Aim of the task - Every line of the data is to be retyped exactly.

[[ Source data, beginning ]]

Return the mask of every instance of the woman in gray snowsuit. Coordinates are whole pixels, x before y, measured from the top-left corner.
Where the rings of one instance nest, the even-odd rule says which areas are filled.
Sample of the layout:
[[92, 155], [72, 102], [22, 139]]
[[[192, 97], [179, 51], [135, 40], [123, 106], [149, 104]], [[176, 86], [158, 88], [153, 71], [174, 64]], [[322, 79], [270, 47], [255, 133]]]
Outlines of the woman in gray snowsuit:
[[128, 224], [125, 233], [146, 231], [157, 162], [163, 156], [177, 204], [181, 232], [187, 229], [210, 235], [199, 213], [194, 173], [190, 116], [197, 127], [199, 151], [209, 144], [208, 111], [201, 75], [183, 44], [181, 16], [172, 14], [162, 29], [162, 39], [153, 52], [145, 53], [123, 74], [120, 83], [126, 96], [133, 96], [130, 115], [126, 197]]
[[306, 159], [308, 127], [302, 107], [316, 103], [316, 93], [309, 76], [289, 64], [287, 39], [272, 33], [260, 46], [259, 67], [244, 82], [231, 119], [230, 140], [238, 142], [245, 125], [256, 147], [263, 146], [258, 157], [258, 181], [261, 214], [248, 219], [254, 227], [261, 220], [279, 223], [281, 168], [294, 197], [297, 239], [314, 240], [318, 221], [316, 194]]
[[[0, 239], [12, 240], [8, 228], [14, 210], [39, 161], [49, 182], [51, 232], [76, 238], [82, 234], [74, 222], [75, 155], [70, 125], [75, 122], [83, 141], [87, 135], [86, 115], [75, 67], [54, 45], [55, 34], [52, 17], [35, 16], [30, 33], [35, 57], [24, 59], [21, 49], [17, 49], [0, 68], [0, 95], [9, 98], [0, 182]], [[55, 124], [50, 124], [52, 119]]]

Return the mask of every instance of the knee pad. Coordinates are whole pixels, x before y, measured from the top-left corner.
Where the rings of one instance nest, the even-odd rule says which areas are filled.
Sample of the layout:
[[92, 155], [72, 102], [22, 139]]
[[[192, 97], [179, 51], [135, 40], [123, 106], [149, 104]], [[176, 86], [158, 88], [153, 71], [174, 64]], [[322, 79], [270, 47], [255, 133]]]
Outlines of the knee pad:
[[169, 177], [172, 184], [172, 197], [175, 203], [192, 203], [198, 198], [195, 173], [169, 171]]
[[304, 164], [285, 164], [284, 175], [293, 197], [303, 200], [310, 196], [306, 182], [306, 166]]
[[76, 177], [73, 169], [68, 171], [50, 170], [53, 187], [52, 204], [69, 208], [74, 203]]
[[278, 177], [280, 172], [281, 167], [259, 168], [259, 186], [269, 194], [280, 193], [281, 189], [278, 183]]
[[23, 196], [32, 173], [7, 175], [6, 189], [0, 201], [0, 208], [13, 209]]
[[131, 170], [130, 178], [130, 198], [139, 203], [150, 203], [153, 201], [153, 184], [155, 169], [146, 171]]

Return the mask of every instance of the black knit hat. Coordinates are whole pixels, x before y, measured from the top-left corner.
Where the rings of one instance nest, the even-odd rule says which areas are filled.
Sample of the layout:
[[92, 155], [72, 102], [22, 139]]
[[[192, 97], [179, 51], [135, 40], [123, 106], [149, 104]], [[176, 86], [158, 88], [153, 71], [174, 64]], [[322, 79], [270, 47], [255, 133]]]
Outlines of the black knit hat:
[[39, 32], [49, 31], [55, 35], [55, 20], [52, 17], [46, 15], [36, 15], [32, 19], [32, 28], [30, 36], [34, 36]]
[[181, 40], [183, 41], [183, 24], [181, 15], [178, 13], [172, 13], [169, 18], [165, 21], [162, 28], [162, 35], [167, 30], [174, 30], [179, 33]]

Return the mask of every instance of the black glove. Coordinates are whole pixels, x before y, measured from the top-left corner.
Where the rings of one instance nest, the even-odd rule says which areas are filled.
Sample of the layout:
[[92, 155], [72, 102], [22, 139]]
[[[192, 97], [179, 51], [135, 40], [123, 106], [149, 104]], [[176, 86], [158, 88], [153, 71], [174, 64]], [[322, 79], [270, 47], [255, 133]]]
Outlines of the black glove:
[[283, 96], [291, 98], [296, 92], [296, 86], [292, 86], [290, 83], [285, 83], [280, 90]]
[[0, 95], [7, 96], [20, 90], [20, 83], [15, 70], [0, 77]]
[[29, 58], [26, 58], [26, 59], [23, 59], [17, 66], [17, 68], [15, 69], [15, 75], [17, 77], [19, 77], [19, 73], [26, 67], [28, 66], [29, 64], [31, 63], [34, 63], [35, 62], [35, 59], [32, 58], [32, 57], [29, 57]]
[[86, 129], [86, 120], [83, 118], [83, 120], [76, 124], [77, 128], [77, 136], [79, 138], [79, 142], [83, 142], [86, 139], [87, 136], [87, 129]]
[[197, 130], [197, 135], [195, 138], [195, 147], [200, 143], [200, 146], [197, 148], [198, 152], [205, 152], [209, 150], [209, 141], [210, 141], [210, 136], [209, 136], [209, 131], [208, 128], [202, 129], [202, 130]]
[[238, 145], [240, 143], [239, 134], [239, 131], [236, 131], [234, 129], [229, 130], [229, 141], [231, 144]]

[[ Source data, end ]]

Finished exercise -
Return the mask of every instance of the woman in gray snowsuit. Coordinates are whole pixels, x before y, measured from the top-left corner.
Where the rings of one instance nest, the even-odd rule says which areas are filled.
Sample of the layout:
[[92, 155], [72, 102], [22, 139]]
[[[192, 97], [179, 51], [135, 40], [123, 106], [149, 104]], [[176, 86], [158, 88], [153, 71], [174, 64]], [[322, 79], [270, 47], [255, 133]]]
Outlines of the woman in gray snowsuit:
[[128, 224], [125, 233], [146, 231], [157, 162], [163, 156], [177, 204], [181, 232], [187, 229], [210, 235], [199, 213], [194, 173], [190, 116], [197, 127], [199, 151], [209, 144], [208, 111], [201, 75], [183, 44], [181, 16], [172, 14], [162, 29], [162, 39], [153, 52], [145, 53], [123, 74], [120, 83], [126, 96], [133, 96], [130, 115], [126, 197]]
[[306, 159], [308, 127], [302, 107], [316, 103], [316, 93], [309, 76], [289, 64], [287, 39], [272, 33], [260, 46], [259, 67], [244, 82], [231, 119], [230, 140], [238, 142], [245, 125], [256, 147], [263, 146], [258, 157], [258, 181], [261, 214], [248, 219], [254, 227], [261, 220], [279, 223], [281, 168], [294, 197], [297, 239], [314, 240], [318, 221], [316, 194]]
[[[0, 239], [12, 240], [8, 228], [14, 210], [39, 161], [49, 182], [51, 232], [76, 238], [82, 234], [74, 222], [75, 155], [70, 125], [75, 122], [83, 141], [87, 135], [86, 115], [75, 67], [54, 45], [55, 34], [52, 17], [35, 16], [30, 33], [35, 57], [24, 59], [21, 49], [17, 49], [0, 68], [0, 95], [9, 98], [0, 182]], [[55, 124], [50, 124], [52, 119]]]

Return the mask of every instance of the knee pad. Coordinates are whole pixels, x before y, measured from the top-left corner.
Where the rings of one instance nest, the even-odd rule says which areas are filled.
Sample of the layout:
[[92, 155], [72, 102], [22, 139]]
[[[192, 97], [179, 51], [135, 40], [123, 106], [149, 104]], [[176, 86], [158, 88], [153, 71], [174, 64]], [[322, 79], [270, 47], [255, 133]]]
Outlines of the knee pad:
[[169, 177], [172, 184], [172, 197], [175, 203], [192, 203], [198, 198], [195, 173], [169, 171]]
[[304, 164], [285, 164], [284, 175], [293, 197], [303, 200], [310, 196], [306, 182], [306, 166]]
[[76, 177], [73, 169], [68, 171], [50, 170], [53, 187], [52, 204], [69, 208], [74, 203]]
[[278, 177], [280, 172], [281, 167], [259, 168], [259, 186], [269, 194], [280, 193], [281, 189], [278, 183]]
[[23, 196], [32, 173], [7, 175], [6, 189], [0, 201], [0, 208], [13, 209]]
[[131, 170], [130, 178], [130, 198], [139, 203], [150, 203], [153, 201], [153, 184], [155, 169], [146, 171]]

Return the mask of every instance of the black knit hat. Coordinates are whole pixels, x before y, measured from the top-left corner.
Where the rings of one instance nest, the even-odd rule says which areas are filled.
Sample of the layout:
[[92, 155], [72, 102], [22, 139]]
[[[192, 97], [179, 51], [135, 40], [123, 106], [149, 104]], [[176, 86], [158, 88], [153, 71], [174, 64]], [[322, 79], [270, 47], [255, 133]]]
Outlines of the black knit hat:
[[39, 32], [49, 31], [55, 35], [55, 20], [52, 17], [46, 15], [36, 15], [32, 19], [32, 28], [30, 36], [34, 36]]
[[181, 40], [183, 41], [183, 24], [181, 15], [178, 13], [172, 13], [169, 18], [165, 21], [162, 28], [162, 35], [167, 30], [174, 30], [179, 33]]

Return the mask of every instance of the black glove. Coordinates are whole pixels, x before y, measured from the top-left corner.
Where the rings of one instance nest, the even-odd rule says which areas are filled.
Sample of the layout:
[[92, 155], [72, 102], [22, 139]]
[[[192, 97], [179, 51], [135, 40], [123, 106], [149, 104]], [[176, 86], [158, 88], [153, 71], [174, 64]], [[322, 79], [270, 47], [255, 133]]]
Outlines of the black glove:
[[283, 96], [291, 98], [296, 92], [296, 86], [292, 86], [290, 83], [285, 83], [280, 90]]
[[0, 95], [7, 96], [20, 90], [20, 83], [15, 70], [0, 77]]
[[29, 58], [26, 58], [26, 59], [23, 59], [17, 66], [17, 68], [15, 69], [15, 75], [17, 77], [19, 77], [19, 73], [26, 67], [28, 66], [29, 64], [31, 63], [34, 63], [35, 62], [35, 59], [32, 58], [32, 57], [29, 57]]
[[86, 129], [86, 120], [83, 118], [83, 120], [76, 124], [77, 128], [77, 136], [79, 138], [79, 142], [83, 142], [86, 139], [87, 136], [87, 129]]
[[197, 130], [197, 135], [195, 138], [195, 147], [200, 143], [200, 146], [197, 148], [198, 152], [205, 152], [209, 150], [209, 141], [210, 141], [210, 136], [209, 136], [209, 131], [208, 128], [202, 129], [202, 130]]
[[238, 145], [240, 143], [239, 134], [239, 131], [236, 131], [234, 129], [229, 130], [229, 141], [231, 144]]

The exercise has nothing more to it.